**PROBLEM DETAILS**.
Reproduce exactly the stretch of lines running from the line with "of the diamond" to the end of the entries below.

BEGIN DATA PROVIDED

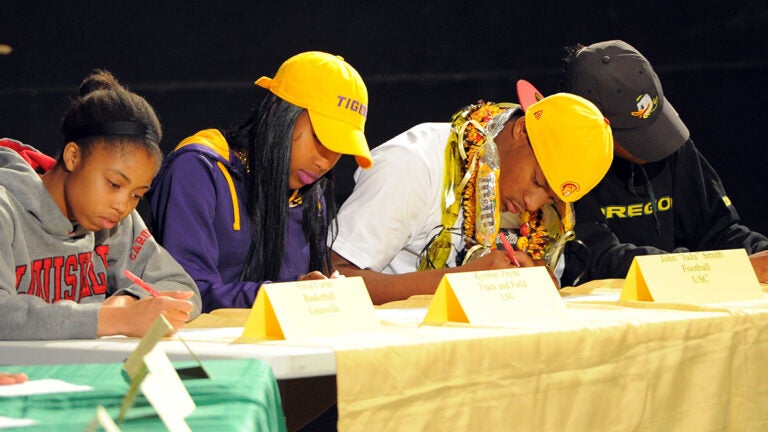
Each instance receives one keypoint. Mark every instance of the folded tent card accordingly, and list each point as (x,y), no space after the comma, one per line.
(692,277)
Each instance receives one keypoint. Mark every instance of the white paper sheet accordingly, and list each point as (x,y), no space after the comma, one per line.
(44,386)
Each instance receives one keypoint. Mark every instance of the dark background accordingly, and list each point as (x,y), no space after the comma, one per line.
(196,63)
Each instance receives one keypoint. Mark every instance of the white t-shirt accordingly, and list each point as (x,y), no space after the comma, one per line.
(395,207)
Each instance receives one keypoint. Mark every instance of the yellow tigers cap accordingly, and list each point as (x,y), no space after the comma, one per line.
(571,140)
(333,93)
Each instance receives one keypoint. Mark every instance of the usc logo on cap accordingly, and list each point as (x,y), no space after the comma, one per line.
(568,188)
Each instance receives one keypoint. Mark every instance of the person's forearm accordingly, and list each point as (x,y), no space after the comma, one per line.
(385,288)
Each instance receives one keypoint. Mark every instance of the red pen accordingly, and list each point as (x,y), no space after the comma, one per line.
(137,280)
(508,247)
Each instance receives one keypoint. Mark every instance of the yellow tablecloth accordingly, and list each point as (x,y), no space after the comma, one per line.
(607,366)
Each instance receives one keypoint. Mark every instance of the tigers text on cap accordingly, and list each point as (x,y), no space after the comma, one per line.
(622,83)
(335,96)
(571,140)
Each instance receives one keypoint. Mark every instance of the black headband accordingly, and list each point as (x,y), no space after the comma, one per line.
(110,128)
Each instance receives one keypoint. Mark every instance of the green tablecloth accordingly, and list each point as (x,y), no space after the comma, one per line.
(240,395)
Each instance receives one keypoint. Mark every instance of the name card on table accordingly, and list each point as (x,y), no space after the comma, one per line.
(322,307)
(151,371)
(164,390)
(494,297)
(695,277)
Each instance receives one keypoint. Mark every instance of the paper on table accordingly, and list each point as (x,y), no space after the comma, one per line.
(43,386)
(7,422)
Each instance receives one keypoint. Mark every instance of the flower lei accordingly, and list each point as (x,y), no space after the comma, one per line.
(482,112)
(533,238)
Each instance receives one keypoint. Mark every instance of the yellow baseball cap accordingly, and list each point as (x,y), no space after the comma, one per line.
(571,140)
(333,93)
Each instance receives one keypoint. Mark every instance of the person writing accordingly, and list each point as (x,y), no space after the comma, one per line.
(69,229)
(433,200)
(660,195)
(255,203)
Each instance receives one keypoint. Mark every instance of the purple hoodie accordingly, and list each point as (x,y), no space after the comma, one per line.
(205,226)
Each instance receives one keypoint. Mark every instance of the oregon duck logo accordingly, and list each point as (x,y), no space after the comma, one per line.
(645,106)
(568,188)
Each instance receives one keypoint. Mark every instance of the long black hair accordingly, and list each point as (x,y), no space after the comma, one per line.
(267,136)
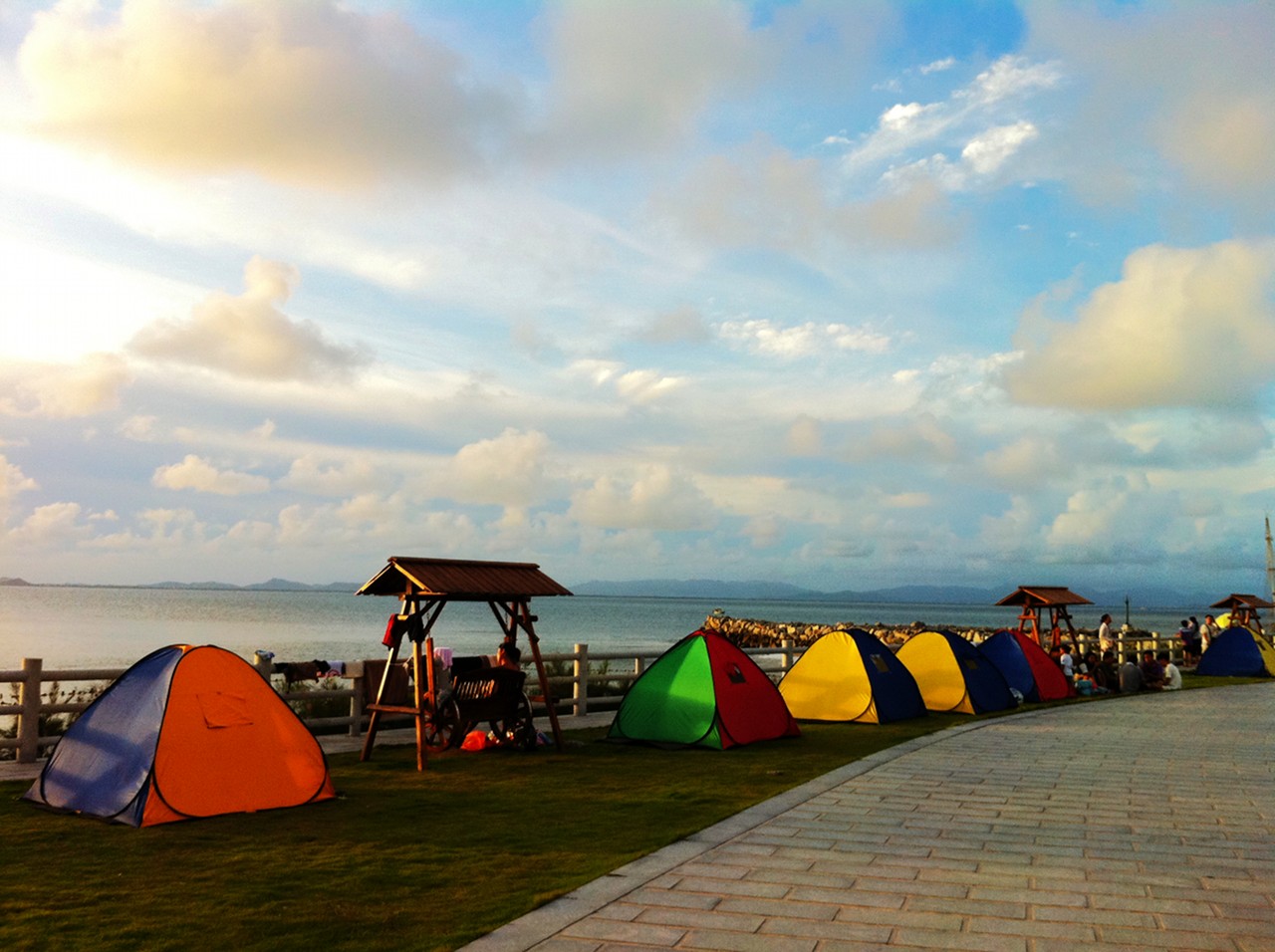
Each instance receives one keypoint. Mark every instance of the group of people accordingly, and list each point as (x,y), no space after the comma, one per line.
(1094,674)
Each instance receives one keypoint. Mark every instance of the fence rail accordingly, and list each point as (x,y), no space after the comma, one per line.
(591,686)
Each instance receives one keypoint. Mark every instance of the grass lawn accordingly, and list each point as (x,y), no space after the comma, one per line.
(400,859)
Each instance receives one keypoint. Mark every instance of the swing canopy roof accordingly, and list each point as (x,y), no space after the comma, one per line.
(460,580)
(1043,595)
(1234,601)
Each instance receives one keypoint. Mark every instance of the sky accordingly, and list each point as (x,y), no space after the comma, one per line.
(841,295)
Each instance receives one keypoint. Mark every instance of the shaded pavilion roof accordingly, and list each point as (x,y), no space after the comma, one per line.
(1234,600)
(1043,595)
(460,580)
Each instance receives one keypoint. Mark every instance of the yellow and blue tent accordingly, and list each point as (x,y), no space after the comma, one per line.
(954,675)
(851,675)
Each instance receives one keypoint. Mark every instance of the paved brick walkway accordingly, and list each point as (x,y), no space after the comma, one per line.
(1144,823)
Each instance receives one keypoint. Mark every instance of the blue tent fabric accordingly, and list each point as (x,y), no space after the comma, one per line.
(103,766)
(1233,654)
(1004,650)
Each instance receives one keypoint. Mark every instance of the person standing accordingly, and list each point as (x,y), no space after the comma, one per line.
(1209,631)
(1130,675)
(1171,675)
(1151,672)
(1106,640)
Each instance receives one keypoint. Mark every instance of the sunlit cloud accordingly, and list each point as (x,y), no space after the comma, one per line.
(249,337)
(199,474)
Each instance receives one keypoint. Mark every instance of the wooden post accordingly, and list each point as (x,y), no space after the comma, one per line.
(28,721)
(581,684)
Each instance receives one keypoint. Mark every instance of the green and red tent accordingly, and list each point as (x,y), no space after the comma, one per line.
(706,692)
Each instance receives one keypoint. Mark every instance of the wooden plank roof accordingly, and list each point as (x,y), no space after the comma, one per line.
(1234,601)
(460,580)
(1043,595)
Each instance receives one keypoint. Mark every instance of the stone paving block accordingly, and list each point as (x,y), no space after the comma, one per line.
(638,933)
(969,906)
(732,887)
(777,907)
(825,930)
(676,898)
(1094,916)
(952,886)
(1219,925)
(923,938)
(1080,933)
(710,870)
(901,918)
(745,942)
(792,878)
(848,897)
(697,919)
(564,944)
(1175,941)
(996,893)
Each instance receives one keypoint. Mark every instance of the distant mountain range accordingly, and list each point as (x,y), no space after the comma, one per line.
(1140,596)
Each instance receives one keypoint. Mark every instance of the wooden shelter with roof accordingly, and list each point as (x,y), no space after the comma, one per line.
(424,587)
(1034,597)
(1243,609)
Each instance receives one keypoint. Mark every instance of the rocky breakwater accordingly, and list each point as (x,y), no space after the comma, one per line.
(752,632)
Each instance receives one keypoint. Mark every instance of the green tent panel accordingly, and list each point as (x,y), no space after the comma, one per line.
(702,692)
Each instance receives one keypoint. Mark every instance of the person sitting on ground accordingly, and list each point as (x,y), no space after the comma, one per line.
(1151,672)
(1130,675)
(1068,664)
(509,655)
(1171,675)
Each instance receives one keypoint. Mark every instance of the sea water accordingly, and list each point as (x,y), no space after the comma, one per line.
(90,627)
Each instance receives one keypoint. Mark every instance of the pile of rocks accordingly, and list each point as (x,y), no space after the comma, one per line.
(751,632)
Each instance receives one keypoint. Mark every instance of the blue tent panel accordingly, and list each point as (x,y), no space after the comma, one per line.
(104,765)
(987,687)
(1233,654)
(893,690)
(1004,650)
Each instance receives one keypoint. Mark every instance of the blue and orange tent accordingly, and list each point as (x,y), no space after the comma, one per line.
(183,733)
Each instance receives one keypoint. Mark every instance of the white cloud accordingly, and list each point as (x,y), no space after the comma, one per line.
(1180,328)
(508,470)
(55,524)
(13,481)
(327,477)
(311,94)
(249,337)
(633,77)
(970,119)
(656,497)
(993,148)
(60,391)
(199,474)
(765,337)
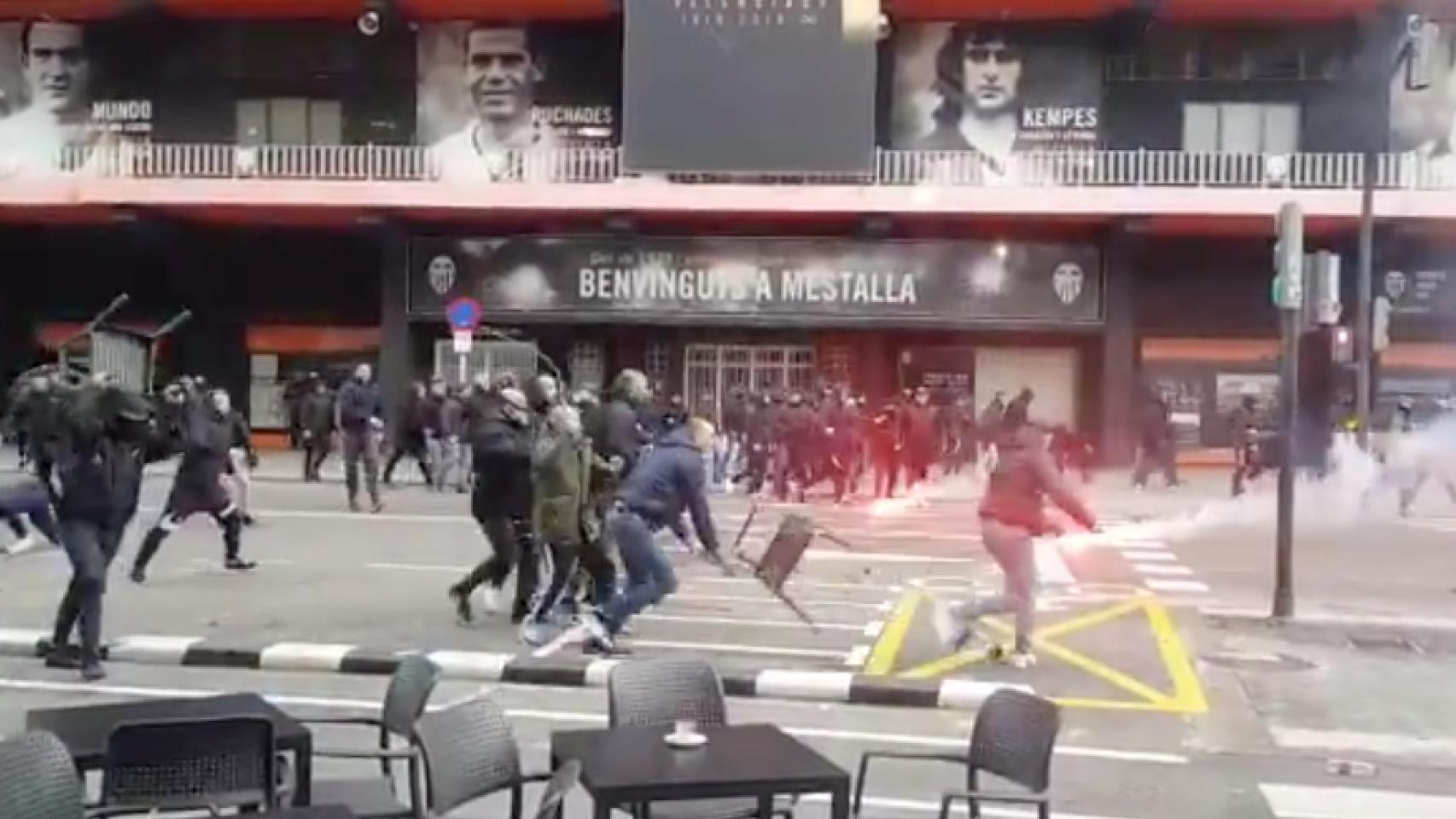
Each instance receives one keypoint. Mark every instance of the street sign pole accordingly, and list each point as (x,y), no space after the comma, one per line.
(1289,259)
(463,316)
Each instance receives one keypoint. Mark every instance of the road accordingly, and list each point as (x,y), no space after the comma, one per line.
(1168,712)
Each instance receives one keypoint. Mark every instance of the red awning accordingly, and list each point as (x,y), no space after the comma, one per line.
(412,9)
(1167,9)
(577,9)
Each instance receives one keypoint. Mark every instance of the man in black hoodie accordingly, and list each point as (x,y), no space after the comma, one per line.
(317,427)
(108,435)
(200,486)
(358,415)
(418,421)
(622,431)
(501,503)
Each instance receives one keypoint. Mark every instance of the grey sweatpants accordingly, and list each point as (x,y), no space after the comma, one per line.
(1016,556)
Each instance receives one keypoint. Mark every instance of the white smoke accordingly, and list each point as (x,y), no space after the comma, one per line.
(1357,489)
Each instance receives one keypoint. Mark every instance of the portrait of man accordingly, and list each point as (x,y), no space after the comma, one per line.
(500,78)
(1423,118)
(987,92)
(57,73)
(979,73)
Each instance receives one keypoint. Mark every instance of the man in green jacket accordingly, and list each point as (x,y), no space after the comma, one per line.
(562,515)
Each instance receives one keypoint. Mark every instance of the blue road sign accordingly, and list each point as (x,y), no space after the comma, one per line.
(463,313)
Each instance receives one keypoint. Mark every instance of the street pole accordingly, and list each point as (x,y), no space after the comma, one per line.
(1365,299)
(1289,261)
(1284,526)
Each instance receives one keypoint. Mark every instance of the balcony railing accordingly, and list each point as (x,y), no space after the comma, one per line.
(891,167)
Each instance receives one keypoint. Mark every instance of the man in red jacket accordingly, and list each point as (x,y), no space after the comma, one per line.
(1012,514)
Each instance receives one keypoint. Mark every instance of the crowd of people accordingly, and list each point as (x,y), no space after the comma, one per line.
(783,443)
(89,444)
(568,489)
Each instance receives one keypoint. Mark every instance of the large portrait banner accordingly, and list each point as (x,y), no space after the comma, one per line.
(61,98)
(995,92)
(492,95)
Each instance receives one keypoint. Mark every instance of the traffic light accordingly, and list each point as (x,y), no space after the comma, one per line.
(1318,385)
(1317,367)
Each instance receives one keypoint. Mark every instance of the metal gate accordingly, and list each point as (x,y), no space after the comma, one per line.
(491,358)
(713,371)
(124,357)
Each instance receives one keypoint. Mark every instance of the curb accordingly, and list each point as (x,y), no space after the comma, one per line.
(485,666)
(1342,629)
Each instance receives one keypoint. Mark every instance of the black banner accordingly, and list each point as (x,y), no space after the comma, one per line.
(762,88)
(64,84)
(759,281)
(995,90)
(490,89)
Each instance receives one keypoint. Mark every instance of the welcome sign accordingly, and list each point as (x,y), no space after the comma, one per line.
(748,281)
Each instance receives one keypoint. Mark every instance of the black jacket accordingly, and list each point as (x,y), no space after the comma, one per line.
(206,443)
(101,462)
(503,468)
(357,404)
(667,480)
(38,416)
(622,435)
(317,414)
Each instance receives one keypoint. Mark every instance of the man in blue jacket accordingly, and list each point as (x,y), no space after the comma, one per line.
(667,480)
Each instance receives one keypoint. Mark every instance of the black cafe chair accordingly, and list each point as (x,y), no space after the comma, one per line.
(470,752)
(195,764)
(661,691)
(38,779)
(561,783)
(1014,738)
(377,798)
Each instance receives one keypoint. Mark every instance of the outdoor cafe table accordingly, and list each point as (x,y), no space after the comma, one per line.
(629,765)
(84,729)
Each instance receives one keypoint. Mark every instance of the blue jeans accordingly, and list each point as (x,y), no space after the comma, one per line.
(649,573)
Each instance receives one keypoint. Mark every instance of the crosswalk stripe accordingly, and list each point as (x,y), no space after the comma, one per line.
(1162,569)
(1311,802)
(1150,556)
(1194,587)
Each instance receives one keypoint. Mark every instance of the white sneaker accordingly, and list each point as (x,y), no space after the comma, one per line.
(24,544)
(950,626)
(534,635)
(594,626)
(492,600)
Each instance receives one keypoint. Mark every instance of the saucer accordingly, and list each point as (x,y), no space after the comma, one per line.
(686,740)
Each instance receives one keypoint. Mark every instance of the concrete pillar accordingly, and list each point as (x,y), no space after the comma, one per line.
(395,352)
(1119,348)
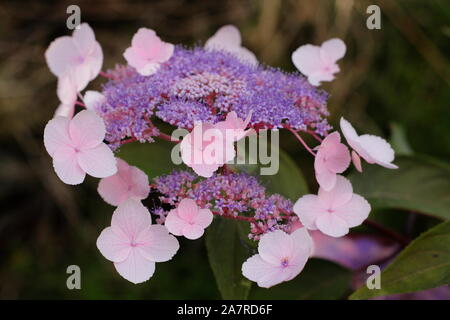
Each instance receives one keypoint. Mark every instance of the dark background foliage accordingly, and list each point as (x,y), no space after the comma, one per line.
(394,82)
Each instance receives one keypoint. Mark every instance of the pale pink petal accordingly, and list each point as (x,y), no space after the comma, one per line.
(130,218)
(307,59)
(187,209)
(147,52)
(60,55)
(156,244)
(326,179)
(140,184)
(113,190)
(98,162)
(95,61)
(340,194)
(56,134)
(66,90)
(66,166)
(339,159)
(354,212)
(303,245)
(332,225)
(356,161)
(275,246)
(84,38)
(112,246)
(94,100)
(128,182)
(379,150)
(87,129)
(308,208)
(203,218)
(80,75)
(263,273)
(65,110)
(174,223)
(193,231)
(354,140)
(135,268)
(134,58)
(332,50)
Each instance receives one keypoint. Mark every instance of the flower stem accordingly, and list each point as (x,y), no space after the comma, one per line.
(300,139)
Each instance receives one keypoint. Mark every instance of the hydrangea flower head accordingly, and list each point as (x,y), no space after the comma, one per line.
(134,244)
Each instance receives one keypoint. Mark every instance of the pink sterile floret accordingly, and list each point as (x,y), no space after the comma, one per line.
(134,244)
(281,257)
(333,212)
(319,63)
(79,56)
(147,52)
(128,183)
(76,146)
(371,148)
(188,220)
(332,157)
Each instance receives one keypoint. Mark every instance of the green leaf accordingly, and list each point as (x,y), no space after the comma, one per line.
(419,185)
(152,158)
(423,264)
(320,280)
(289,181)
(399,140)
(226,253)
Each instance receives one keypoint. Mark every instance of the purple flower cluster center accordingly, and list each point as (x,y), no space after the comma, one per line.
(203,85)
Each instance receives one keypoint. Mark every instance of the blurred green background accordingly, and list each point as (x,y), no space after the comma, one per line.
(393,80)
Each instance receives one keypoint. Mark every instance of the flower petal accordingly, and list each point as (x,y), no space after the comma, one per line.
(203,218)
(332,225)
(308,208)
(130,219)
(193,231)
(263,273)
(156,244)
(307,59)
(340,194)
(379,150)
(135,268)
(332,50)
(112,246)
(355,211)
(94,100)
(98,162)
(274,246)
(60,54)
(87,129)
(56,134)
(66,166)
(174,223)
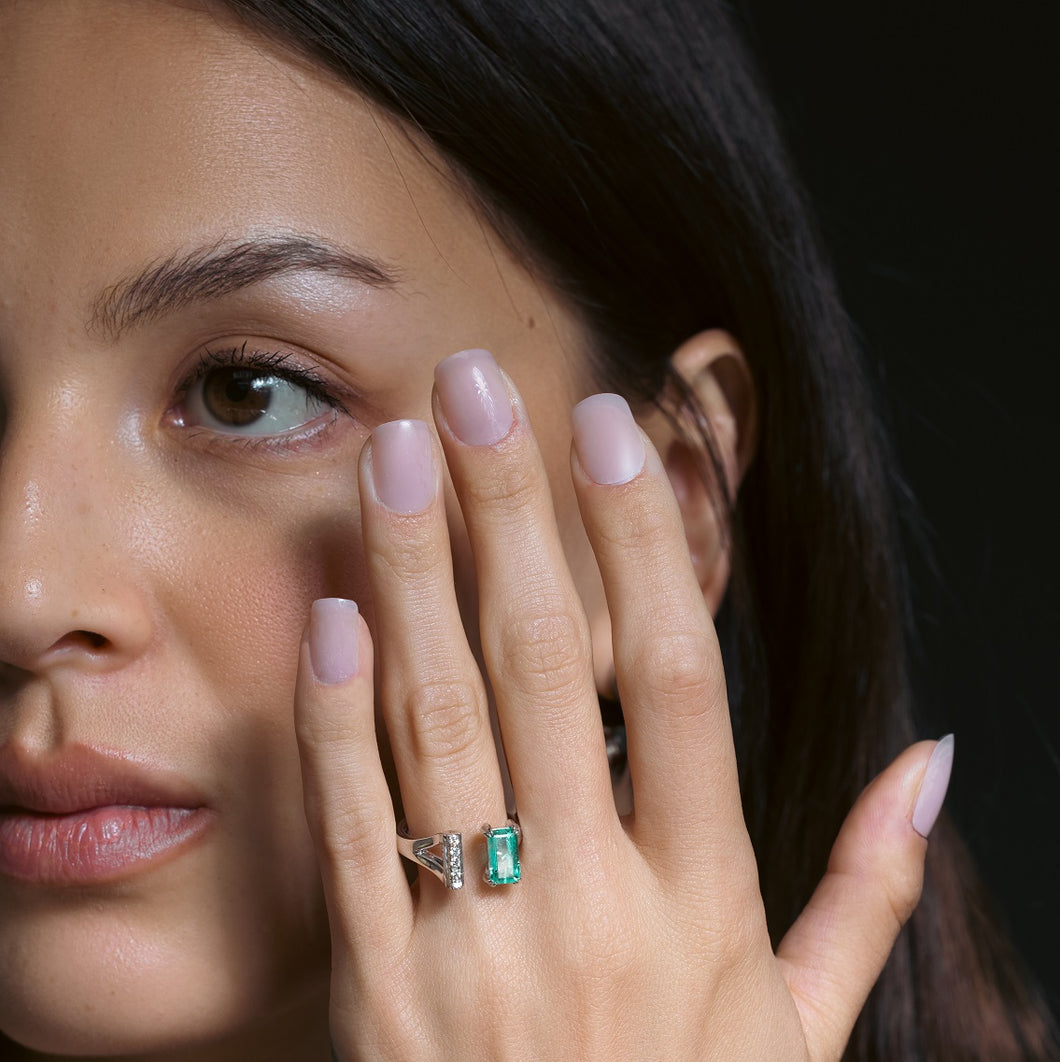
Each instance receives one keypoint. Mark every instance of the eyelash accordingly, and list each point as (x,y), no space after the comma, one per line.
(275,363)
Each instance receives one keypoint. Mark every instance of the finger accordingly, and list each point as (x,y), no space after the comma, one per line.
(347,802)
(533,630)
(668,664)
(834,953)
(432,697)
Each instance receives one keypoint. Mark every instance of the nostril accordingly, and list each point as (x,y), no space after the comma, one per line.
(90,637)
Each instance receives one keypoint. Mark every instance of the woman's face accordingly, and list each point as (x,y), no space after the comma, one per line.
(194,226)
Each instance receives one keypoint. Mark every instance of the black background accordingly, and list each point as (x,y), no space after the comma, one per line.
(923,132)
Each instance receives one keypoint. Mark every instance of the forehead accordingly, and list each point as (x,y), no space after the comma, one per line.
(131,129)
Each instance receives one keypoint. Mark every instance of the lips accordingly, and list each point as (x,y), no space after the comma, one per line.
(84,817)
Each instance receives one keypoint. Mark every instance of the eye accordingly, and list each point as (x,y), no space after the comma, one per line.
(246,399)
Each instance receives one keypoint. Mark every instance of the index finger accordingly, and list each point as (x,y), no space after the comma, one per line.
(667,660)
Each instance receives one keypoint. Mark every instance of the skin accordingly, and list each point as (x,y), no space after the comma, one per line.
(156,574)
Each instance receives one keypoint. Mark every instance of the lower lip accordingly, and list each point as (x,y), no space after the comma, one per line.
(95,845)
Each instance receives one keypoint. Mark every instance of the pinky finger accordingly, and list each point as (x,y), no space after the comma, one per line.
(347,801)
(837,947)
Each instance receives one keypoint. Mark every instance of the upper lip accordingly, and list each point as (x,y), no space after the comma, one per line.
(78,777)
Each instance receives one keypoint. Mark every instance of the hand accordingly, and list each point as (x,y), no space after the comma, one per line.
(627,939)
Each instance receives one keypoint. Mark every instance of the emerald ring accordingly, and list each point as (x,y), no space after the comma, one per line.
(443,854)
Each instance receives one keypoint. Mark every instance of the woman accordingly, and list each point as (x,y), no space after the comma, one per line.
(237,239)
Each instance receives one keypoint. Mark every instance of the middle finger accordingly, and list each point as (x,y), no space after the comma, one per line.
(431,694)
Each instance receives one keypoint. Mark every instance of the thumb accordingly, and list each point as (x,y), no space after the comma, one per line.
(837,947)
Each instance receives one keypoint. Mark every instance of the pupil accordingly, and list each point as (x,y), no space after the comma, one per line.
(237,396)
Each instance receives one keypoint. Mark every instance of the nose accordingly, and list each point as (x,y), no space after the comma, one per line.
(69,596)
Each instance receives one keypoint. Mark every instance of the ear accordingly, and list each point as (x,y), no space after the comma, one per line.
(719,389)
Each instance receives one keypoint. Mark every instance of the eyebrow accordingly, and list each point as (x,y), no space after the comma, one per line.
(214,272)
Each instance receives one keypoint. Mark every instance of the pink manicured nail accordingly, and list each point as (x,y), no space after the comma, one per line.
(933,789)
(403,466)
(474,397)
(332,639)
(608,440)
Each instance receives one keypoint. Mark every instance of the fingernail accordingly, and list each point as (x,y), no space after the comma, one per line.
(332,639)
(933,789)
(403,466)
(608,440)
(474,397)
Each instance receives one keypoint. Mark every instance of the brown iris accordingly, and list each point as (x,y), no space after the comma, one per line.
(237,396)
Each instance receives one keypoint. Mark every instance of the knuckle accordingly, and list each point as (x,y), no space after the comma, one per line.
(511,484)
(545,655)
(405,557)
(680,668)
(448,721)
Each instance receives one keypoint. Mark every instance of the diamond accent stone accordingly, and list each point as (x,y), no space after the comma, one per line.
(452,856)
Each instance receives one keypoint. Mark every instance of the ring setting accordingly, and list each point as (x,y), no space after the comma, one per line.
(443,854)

END DATA PROVIDED

**EXERCISE RESPONSE**.
Each instance receives one keypoint. Mark every instance of the diamond accent stone accordingly, and list each point as (x,y), no space after the comma, one per line.
(452,856)
Each instance receives one keypoint. Mark every instance of the ring setting accordingly, and list each point as (x,y), no space after the comma, one per line.
(443,854)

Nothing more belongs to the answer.